### [Directions for this task]
In the records below, the lines from the one with "indicate the portal" through the last are to be printed exactly, and nothing else.
[[ Excerpted data, beginning ]]
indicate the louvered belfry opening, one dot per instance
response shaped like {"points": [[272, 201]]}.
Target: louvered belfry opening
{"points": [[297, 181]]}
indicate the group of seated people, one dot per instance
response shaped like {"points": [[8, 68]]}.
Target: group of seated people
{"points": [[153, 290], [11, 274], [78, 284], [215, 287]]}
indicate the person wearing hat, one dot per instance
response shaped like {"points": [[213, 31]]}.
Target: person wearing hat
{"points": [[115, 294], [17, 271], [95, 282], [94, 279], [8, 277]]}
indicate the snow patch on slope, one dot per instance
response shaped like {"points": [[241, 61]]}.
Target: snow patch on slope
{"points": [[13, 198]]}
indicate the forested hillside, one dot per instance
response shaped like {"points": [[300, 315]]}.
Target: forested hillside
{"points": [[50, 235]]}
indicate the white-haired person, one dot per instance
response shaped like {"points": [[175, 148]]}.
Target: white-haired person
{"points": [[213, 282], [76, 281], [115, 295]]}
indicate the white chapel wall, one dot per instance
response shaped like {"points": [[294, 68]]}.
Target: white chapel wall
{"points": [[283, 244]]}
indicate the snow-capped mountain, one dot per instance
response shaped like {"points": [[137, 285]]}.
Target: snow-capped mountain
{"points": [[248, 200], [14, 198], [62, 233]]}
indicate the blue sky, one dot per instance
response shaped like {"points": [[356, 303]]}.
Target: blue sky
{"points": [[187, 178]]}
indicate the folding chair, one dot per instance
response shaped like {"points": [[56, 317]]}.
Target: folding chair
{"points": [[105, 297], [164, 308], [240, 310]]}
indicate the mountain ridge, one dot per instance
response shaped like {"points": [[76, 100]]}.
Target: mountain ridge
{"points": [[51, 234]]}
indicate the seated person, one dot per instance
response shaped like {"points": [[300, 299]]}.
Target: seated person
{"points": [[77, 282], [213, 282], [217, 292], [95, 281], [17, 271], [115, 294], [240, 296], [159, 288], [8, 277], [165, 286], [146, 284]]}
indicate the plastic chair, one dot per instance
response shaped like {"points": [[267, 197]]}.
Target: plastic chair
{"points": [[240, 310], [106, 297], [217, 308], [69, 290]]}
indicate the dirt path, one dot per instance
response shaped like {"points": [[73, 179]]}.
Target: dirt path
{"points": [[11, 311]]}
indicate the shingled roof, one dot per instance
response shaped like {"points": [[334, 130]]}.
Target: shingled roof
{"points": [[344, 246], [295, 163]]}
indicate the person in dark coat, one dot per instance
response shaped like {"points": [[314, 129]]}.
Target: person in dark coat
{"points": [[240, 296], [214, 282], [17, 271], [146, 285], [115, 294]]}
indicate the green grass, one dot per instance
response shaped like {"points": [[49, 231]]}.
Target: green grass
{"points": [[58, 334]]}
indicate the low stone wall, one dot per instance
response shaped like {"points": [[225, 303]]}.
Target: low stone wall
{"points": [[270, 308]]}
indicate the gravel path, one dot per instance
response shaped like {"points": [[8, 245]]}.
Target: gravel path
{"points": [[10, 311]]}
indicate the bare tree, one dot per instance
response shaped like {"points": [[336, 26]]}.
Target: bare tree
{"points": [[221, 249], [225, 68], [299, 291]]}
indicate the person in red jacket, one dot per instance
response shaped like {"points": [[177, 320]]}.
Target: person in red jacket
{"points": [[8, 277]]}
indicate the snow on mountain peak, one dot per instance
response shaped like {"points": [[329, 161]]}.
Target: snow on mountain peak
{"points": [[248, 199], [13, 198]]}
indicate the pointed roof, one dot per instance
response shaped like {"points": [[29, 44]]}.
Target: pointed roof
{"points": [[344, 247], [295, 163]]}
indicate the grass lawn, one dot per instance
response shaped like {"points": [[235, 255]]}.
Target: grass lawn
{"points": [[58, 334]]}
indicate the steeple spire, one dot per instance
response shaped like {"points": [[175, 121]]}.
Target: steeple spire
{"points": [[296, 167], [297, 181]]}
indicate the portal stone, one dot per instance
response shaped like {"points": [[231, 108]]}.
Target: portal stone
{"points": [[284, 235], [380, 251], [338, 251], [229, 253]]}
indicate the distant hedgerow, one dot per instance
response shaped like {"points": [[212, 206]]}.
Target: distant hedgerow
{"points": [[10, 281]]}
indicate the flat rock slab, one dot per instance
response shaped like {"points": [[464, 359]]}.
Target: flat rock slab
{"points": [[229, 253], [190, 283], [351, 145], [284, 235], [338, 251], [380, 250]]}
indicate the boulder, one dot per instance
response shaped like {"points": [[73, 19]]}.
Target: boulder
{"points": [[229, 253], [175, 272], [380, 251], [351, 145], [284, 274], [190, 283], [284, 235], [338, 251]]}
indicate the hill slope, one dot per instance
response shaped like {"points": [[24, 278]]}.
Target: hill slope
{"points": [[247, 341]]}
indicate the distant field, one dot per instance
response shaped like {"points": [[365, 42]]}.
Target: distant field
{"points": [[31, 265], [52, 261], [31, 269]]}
[[ Excerpted data, end ]]
### [Result of this exercise]
indicate the portal stone, one dot per instance
response shaped like {"points": [[231, 108]]}.
Target: portal stone
{"points": [[284, 235], [380, 251], [338, 251], [229, 253]]}
indicate the distant hedgerow, one dot per instance
response shaped like {"points": [[212, 206]]}.
Target: distant hedgerow
{"points": [[10, 281]]}
indicate the flat rock slab, one dot per instance
response shaped like {"points": [[464, 359]]}.
Target: flat rock slab
{"points": [[229, 253], [190, 283], [351, 145], [284, 235], [338, 251], [380, 250]]}
indicate the boulder, one dot per instance
response shaped like {"points": [[73, 19]]}.
Target: boulder
{"points": [[229, 253], [175, 272], [380, 251], [351, 145], [284, 274], [190, 283], [284, 235], [338, 251]]}
indicate the hill slope, one dot per instance
response shaped like {"points": [[24, 278]]}.
Target: hill slope
{"points": [[247, 341]]}
indicate the distant field, one dot per instance
response shaped like {"points": [[365, 42]]}.
Target: distant field
{"points": [[31, 265], [52, 261], [31, 269]]}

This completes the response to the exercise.